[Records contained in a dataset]
/---
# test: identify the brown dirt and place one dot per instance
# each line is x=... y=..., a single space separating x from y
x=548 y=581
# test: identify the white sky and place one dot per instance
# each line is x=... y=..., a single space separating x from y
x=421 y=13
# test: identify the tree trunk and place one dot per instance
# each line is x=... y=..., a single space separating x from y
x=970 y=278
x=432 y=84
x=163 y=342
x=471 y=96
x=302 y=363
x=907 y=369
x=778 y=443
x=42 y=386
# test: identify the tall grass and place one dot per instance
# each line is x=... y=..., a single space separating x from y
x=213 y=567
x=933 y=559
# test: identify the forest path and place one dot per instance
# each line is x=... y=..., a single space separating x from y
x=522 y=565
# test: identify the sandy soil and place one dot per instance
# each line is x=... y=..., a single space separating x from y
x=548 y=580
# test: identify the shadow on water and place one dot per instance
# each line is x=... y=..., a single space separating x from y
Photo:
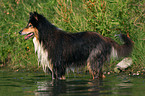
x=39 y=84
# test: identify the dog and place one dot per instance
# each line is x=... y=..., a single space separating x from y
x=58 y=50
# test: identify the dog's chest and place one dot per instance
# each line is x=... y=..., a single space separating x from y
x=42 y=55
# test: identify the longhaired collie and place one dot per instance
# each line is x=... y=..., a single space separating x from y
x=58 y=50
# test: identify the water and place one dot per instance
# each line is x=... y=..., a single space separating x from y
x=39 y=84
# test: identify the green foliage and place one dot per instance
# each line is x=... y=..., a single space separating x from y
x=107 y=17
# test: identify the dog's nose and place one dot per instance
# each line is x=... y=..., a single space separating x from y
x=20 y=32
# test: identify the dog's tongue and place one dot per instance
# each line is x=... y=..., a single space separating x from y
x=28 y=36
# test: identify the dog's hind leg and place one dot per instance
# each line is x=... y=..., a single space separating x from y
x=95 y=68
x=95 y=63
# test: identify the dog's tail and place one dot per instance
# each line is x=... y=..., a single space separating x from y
\---
**The problem:**
Could you copy every line from the records that has "water" in it?

**Your response:**
# test: identify the shadow on water and place one dot per instance
# test: identify the water and place one dot per instance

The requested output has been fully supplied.